### Text section:
►
One potential optimization is give a fixed number of results, but continue processing. The results page would show the links processed thus far, but also include a link to get more results. With 20-servers returning 100-links, the user does not wait for the 2000-links, but gets 50-links while the SEQu-RAmA server processes links in the background. Perhaps the number of initial links is a parameter set by the user, fewer initial links is faster, but more clicking on the link to get more links as a resultant.

Where To Now?

Now a remaining question is what to do with SEQu-RAmA besides use it when I'm doing research on a particular topic and looking for PDF's, image files, or web pages.

It seems I'm at a fork in the road travelled in creating, tweaking, and using SEQu-RAmA. One fork is open-source, the other is closed-source. I have some personal experience in open-source with other projects in the past--a plugin for JBuilder, and an XML tokenizer.

Open source is a team effort, where the team is out there, somewhere on the Internet. Others take the open-source code, improve it, adapt it, and return the resultant improved source code...a team effort.

I had this experience with the plugin (the plugin took a "snapshot" of a project, and stored it in a ZIP file...very useful when loading the project to work on it, and before exiting JBuilder when done coding). Thus in this case the open-source was win-win, and helped make JBuilder experience better.

My other experience was with an XML tokenizer (in some instances, why use a XML parser if you want to do some processing of an XML document) that I wrote. I put it online as open source, and people used it.

When I moved the source code from the initial website, I had many e-mails, sometimes bordering on anger at my actions. No improvement, users that use the software library, and as author I'm beholden to them.

So open-source was not effective, and I had dozens of freeloading customers using my product that I had to provide/explain. When I posted on an XML news group, one of the original creators of XML said that they were nervous as the XML tokenizer did not validate the structure of a tokenized XML document. No duh!...it is a tokenizer, a lexer/scanner in compiler parlance. Adding that feature to validate is simple enough, but you turn the simple but fast tokenizer into a crude parser. So not only angry freebie customers, but a rebuke from an XML luminary.

The distinction in both experiences is one has a team of contributors that are also users to improve the open-source software, the other has users but without improvement.
◄
### Jobs:
1/ In the passage on SEQu-RAmA, what kinds of material does the writer say they look for when using it to research a topic? List each one.
2/ Carry on the SEQu-RAmA passage after its final sentence.

### Information shown:
►
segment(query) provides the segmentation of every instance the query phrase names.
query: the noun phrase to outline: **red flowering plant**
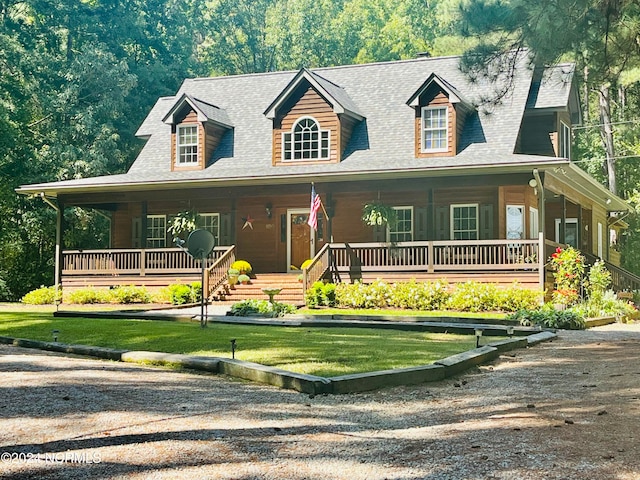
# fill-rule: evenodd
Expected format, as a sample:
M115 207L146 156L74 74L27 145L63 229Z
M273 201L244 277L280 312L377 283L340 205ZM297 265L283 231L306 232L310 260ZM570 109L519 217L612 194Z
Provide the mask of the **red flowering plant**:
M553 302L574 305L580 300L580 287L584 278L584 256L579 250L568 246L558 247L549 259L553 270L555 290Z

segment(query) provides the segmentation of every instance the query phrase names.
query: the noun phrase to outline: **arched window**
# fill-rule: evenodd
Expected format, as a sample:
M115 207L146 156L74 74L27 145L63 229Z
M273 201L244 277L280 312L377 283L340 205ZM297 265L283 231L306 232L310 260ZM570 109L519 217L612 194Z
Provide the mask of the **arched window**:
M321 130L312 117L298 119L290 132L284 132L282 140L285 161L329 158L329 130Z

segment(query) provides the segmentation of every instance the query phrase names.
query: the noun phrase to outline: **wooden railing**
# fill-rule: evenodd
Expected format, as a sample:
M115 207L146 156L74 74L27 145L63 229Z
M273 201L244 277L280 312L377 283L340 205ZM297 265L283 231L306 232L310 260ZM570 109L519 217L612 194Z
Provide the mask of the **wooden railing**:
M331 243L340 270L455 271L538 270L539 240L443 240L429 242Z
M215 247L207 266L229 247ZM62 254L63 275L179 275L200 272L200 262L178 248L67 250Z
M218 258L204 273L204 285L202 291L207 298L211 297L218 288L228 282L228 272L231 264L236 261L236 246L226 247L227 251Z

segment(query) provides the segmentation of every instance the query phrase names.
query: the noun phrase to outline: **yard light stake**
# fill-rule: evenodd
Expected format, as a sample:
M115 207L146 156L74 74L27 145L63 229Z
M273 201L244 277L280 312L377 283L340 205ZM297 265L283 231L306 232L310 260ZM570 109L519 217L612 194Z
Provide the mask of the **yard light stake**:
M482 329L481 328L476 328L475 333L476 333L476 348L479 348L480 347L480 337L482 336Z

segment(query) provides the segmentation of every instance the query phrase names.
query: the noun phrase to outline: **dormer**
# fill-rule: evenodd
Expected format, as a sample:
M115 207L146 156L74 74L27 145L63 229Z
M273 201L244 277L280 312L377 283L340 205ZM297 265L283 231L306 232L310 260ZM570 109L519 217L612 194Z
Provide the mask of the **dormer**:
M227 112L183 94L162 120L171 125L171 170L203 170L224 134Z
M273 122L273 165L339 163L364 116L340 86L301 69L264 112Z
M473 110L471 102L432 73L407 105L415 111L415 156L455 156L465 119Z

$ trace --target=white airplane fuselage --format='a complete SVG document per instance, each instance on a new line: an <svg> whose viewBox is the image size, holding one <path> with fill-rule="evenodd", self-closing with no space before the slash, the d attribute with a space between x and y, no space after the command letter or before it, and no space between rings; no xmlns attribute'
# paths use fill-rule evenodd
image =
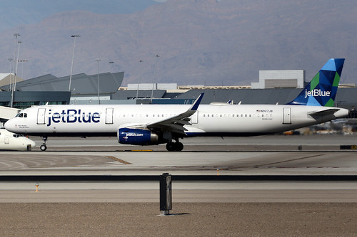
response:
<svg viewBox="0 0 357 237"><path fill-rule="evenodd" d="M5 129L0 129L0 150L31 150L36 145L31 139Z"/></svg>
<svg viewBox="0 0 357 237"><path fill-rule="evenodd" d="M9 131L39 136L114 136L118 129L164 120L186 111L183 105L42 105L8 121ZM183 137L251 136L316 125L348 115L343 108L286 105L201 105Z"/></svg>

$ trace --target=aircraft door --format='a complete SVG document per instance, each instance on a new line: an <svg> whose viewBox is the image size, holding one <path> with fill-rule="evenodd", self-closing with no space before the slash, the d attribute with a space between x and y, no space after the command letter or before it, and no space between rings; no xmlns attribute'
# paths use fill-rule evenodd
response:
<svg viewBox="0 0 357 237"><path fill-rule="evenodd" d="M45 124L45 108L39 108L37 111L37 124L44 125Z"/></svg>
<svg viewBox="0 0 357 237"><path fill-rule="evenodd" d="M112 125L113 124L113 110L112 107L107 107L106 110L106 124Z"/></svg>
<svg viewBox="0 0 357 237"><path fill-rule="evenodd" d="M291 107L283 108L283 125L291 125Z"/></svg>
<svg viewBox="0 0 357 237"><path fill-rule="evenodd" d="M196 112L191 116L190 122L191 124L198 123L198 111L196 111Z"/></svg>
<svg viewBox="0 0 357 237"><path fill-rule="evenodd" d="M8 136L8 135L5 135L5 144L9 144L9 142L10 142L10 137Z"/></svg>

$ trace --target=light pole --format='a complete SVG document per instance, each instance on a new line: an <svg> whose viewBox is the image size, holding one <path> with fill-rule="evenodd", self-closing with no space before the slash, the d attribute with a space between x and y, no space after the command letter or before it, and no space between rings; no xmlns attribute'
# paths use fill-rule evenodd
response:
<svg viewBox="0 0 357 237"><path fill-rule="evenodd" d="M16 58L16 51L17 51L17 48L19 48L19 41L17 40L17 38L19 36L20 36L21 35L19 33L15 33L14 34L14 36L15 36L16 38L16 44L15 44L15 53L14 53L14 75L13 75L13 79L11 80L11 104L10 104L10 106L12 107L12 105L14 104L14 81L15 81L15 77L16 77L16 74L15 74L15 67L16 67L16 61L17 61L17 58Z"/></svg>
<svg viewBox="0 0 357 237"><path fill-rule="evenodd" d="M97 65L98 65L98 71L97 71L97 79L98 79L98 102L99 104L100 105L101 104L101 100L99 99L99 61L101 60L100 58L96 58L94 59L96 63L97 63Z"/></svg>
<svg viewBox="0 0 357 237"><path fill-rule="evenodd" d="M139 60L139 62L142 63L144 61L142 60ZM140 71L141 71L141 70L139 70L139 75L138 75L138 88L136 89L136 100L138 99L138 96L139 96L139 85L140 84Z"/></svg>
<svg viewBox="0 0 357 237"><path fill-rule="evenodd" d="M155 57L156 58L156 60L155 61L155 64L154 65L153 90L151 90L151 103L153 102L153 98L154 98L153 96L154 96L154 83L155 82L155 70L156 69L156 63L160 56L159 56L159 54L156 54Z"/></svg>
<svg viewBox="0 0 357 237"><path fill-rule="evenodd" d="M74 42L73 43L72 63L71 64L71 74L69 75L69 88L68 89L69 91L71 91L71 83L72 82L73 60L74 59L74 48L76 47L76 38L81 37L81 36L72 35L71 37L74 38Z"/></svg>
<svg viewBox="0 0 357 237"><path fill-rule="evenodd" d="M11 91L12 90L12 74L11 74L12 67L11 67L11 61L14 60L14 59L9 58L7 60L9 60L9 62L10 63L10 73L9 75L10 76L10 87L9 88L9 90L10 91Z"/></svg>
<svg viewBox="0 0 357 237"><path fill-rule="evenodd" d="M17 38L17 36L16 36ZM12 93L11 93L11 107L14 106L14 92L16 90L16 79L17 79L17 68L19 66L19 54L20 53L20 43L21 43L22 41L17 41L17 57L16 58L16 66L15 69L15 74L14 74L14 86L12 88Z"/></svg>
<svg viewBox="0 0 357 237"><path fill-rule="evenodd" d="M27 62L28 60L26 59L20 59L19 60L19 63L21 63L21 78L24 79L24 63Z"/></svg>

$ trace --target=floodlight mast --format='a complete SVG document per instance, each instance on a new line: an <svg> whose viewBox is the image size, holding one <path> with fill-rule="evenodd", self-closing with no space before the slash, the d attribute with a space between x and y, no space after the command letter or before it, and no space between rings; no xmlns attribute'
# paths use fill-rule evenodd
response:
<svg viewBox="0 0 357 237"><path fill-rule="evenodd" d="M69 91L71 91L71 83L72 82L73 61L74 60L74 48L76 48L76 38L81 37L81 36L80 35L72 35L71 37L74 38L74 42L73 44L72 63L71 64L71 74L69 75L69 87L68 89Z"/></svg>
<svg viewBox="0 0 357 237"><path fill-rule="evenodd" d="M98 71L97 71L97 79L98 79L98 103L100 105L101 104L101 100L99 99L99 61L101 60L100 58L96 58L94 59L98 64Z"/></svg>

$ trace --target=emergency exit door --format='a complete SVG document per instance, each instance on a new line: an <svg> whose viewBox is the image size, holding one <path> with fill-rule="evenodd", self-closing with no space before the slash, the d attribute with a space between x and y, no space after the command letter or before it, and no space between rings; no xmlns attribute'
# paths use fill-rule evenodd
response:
◄
### Per-task outputs:
1/ PDF's, image files, and web pages.

2/
Capitalism

I am a capitalist, and no pay, no way. I could use a standard proprietary license and sell SEQu-RAmA myself to others. The only difference is that paying users would still be angry customers that have a financial string in SEQu-RAmA and myself. I'd be making the improvements and fixing software glitches or adding new features. The other fork of open-source only with proprietary license and license fees in the equation.

The important criterion is most users want to use SEQu-RAmA, not tinker with the source code. SEQu-RAmA is a software app that a paying user wants to install and use. SEQu-RAmA itself is a mix of web server with multi-threaded code that a web browser accesses to utilize. But open-sourcing it and giving it away would be giving the big search engines access to the software technology without any improvement or optimization returned.

Released either way, once the source code is out on the Internet, there is no way of going back...the Internet is a STORM--STore Online Read Many.

Silicon Venture Valley

It is ironic that I am not in the Computer Valley (a.k.a Silicon Valley) as Robert X. Cringley calls it in his magnum opus "Accidental Empires: How the Boys of Silicon Valley Make Their Millions, Battle Foreign Competition, and Still Can't Get a Date".

SEQu-RAmA is a meta-search or super-search engine. I have the server on my MacBook, and a desktop PC. But a user wants to search the search engines with a browser. Thus in Silicon Valley, find a backer, and use a hosting service to have many instances of SEQu-RAmA running, responding to user queries. SEQu-RAmA is a web proxy that connects to many search engines. A user does not want to install and run a server on their computer, they want to simply search across many systems. Since the search is a web proxy, the search engine queried does not know the user information--browser/screen size/IP address, and so forth. The profit potential is similar to search engines, advertising based upon the query given. Other profit potential is simply by tracking link clicks relating to a query. If a user returns and clicks on another link, then the link discarded is not as significant as another; a time value for how long a user clicks a link, and then returns to click another could be useful information to track which links from a server are most significant. Other possibilities are specialized search for books, autos, etcetera but using SEQu-RAmA to search many other search engines.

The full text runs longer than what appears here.